━━━ Material ━━━
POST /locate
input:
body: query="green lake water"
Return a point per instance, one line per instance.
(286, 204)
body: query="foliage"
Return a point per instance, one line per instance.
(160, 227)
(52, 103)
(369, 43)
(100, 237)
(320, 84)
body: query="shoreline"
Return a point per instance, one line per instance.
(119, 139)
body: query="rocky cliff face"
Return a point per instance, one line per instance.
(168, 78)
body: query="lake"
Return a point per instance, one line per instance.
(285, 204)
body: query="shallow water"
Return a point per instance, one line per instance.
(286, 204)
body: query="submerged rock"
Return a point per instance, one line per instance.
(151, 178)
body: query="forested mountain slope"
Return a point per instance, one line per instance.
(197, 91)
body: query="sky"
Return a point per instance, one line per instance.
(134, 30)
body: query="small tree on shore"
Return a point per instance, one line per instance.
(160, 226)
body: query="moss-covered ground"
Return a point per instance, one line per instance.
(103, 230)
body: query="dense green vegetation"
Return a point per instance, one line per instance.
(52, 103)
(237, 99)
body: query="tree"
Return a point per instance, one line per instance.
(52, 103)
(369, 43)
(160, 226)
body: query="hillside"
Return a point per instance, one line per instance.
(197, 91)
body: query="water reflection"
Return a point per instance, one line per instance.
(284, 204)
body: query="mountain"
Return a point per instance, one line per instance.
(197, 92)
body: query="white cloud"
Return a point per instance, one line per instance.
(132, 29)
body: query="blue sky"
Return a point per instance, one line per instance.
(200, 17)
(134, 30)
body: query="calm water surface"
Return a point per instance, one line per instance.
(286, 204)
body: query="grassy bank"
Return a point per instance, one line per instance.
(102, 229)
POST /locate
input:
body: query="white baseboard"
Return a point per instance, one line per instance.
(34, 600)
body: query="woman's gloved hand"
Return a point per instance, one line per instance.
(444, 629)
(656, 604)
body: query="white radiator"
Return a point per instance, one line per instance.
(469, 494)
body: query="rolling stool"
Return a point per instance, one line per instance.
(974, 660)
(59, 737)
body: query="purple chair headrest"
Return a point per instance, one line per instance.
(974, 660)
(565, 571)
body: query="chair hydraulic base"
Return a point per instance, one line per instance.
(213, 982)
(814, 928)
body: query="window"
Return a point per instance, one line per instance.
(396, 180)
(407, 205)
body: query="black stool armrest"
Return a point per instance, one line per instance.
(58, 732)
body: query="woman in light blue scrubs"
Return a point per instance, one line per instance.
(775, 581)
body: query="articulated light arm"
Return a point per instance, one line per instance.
━━━
Goal of the exercise: Output, unchanged, the lines from the line with "in light blue" through the final line of the material.

Complete answer:
body: query="woman in light blue scrubs"
Return a point per instance, one line per instance.
(775, 581)
body: query="articulated light arm"
Return a point per instance, one line per instance.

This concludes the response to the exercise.